Jak z porażki zrobiono sukces? Przed wyborami metro się wydłuża
2 lipca 2014
Po czym poznać, że idą wybory samorządowe? Jak zwykle po tym, że mnożą się obietnice. A na co najbardziej narzekają mieszkańcy Warszawy? Między innymi na komunikację. A więc pół roku przed wyborami prezydent Hanna Gronkiewicz-Waltz kreśli na mapie 11 stacji metra.
Za sprawą radnych Białołęki rozpoczęła się dyskusja, czy zabrać stację metra z Bródna i wybudować ją za Trasą Toruńską. Równolegle z dyskusjami przygotowywana jest ekonomiczna i demograficzna analiza przebiegu metra na Białołękę. Zespół działający przy Biurze Drogownictwa m.st. Warszawy podjął decyzję o wyborze trzech wariantów nowej trasy metra, które będą rozpatrywane jako możliwie do wykonania. Te trzy warianty prowadzą na Białołękę... Decyzja do końca roku. Kolejny "ostateczny termin" to październik 2013. Później już było tylko gorzej - zapadał się grunt i ulice, zalało budowę stacji Powiśle, pękały ściany kamienic na Pradze, pojawiały się kolejne opóźnienia i w rezultacie aktualna data oddania do użytku odcinka między Wolą a Pragą to przełom września i października tego roku (też niepewna!).

Wyodrębnione dane:
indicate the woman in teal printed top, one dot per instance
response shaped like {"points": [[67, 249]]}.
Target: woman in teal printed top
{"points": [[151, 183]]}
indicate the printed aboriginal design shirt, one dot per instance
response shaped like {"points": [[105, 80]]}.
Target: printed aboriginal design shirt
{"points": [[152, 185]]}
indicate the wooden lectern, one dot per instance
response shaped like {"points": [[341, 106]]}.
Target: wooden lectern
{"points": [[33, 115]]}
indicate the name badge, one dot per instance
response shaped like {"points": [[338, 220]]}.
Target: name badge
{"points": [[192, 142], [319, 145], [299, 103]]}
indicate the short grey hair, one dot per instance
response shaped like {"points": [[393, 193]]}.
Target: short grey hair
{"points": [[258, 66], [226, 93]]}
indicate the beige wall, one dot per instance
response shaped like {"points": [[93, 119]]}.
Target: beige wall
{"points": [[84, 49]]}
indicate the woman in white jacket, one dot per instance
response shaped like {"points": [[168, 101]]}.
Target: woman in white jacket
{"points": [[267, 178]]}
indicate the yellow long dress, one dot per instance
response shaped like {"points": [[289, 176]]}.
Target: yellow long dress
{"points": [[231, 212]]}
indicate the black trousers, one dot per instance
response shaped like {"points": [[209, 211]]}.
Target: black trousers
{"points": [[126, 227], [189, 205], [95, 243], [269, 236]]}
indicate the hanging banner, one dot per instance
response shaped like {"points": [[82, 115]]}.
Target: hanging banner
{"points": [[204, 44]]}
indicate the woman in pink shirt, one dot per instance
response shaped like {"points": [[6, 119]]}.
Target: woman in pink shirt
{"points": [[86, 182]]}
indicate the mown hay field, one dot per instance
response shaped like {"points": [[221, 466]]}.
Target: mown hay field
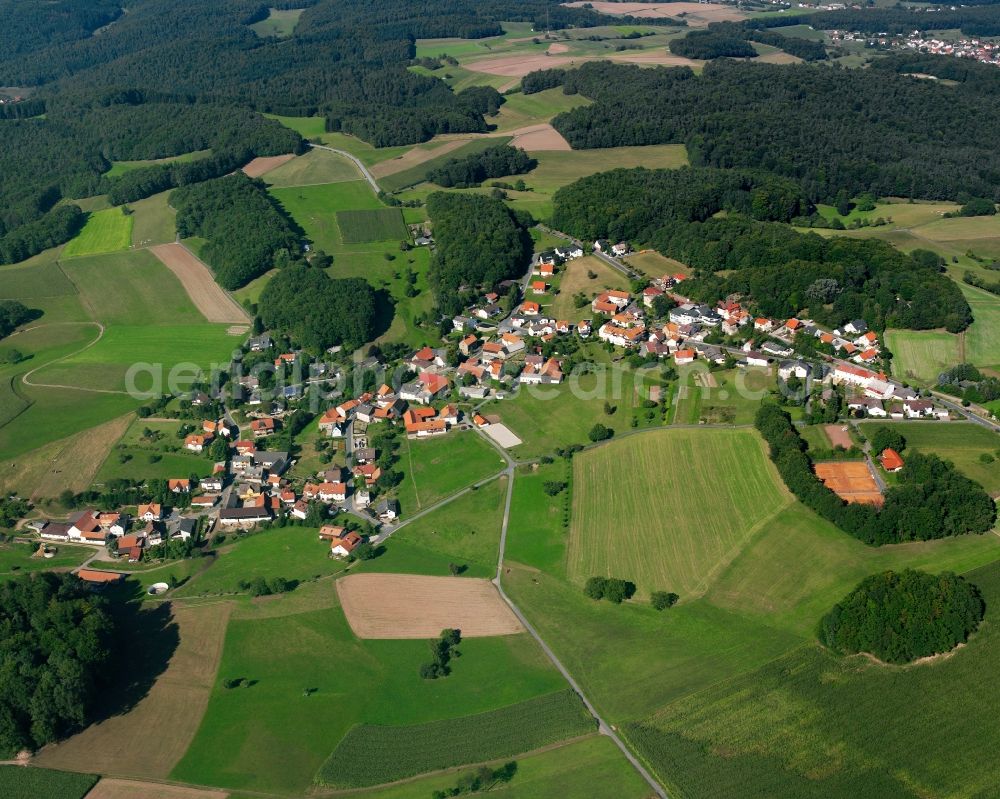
{"points": [[370, 754], [104, 231], [669, 509], [811, 724], [382, 224]]}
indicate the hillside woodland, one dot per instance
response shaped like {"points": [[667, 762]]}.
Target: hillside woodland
{"points": [[831, 130], [901, 616]]}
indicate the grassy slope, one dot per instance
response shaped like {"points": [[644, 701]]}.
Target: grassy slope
{"points": [[272, 737], [437, 467], [814, 725], [465, 531], [109, 230], [653, 510]]}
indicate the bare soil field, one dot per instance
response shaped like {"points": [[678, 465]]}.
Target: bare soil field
{"points": [[415, 157], [517, 66], [131, 789], [415, 606], [261, 166], [207, 296], [839, 436], [150, 738], [539, 138], [80, 458], [695, 13], [852, 481]]}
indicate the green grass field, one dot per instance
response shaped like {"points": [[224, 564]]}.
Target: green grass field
{"points": [[16, 559], [700, 522], [271, 736], [960, 442], [104, 231], [371, 755], [295, 553], [921, 355], [280, 22], [592, 767], [551, 417], [32, 783], [815, 725], [383, 224], [465, 532], [145, 358], [119, 168], [153, 221], [429, 468], [417, 174], [315, 208], [312, 168], [733, 399], [538, 518]]}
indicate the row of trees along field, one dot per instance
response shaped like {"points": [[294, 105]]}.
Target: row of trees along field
{"points": [[732, 40], [749, 253], [832, 130], [317, 311], [932, 500], [244, 227], [479, 242], [901, 616], [495, 162]]}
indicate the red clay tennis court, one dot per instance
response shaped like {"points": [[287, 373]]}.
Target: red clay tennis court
{"points": [[852, 481]]}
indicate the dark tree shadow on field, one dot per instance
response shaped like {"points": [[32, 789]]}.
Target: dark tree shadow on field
{"points": [[146, 639]]}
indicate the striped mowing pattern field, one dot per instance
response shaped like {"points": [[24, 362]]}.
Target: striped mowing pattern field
{"points": [[668, 510]]}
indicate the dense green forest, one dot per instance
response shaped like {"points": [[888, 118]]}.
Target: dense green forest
{"points": [[780, 270], [901, 616], [932, 499], [316, 311], [244, 228], [833, 130], [633, 204], [56, 641], [495, 162], [786, 273], [64, 156], [479, 242], [12, 314], [708, 44]]}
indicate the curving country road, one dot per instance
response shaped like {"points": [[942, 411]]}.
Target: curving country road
{"points": [[357, 162]]}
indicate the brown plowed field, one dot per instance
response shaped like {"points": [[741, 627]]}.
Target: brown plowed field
{"points": [[415, 606], [261, 166], [131, 789], [207, 296], [852, 481]]}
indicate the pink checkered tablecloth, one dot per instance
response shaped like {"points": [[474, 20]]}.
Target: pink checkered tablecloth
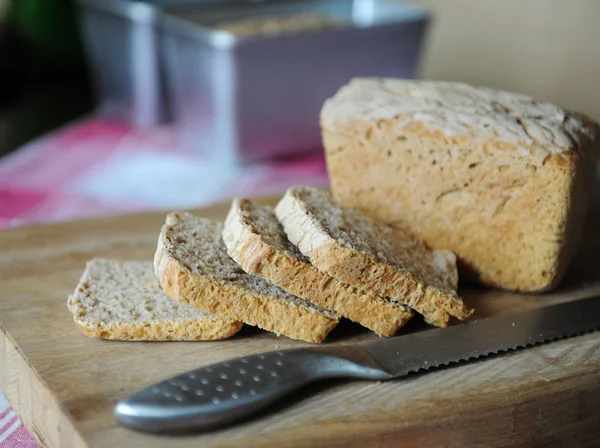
{"points": [[95, 167]]}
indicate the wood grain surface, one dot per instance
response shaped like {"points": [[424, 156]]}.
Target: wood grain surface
{"points": [[64, 385]]}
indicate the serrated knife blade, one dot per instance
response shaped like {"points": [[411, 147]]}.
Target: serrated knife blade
{"points": [[230, 391]]}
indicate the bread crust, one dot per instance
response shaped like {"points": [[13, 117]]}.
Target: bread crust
{"points": [[364, 270], [498, 178], [227, 299], [250, 249]]}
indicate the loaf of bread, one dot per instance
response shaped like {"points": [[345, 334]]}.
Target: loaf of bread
{"points": [[255, 239], [193, 267], [372, 256], [499, 178], [121, 300]]}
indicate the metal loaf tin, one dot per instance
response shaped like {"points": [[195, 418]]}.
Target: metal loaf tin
{"points": [[121, 39], [242, 99]]}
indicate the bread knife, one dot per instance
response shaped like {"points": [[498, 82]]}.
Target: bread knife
{"points": [[227, 392]]}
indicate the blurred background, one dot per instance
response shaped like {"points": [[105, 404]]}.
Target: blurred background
{"points": [[110, 106]]}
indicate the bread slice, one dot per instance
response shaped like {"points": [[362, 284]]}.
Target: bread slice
{"points": [[256, 240], [121, 300], [193, 267], [371, 255]]}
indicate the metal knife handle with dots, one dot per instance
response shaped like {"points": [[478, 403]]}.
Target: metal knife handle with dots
{"points": [[229, 391], [224, 393]]}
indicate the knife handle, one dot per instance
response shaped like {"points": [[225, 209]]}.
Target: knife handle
{"points": [[227, 392]]}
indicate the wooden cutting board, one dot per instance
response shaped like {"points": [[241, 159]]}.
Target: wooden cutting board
{"points": [[64, 385]]}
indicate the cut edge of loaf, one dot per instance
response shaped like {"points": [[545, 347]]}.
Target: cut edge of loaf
{"points": [[363, 270], [192, 325], [247, 245], [224, 298]]}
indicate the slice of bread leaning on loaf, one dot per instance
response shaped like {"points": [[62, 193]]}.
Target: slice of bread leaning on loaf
{"points": [[193, 267], [255, 239], [500, 179], [371, 255]]}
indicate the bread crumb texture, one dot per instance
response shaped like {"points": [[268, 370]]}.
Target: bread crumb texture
{"points": [[500, 179], [371, 255], [256, 240], [121, 300], [193, 267]]}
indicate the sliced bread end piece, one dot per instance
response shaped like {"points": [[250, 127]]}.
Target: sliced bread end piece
{"points": [[121, 300], [372, 256], [193, 267], [256, 240]]}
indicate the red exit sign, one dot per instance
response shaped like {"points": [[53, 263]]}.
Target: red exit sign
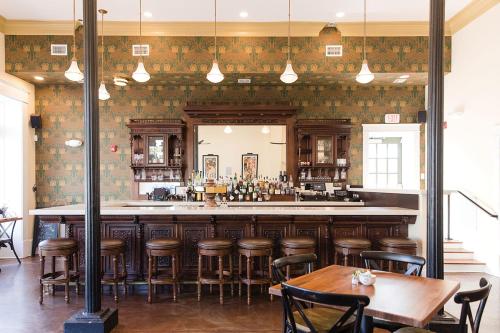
{"points": [[392, 118]]}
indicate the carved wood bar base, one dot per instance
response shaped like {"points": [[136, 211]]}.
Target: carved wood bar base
{"points": [[137, 230]]}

Treść zadania 1:
Na podstawie artykułu o metrze wyjaśnij w jednym do trzech zdań, dlaczego oddanie do użytku odcinka między Wolą a Pragą przesunęło się na przełom września i października.
Treść zadania 2:
Przepisz z artykułu o metrze dokładnie fragment od „Jak z porażki” do „11 stacji metra.”.

Wynik zadania 1:
Po październiku 2013, kolejnym „ostatecznym terminie”, na budowie zapadał się grunt i ulice. Zalało budowę stacji Powiśle, na Pradze pękały ściany kamienic i pojawiały się kolejne opóźnienia. W rezultacie odcinek ma zostać oddany dopiero na przełomie września i października, a i ten termin jest niepewny.

Wynik zadania 2:
Jak z porażki zrobiono sukces? Przed wyborami metro się wydłuża
2 lipca 2014
Po czym poznać, że idą wybory samorządowe? Jak zwykle po tym, że mnożą się obietnice. A na co najbardziej narzekają mieszkańcy Warszawy? Między innymi na komunikację. A więc pół roku przed wyborami prezydent Hanna Gronkiewicz-Waltz kreśli na mapie 11 stacji metra.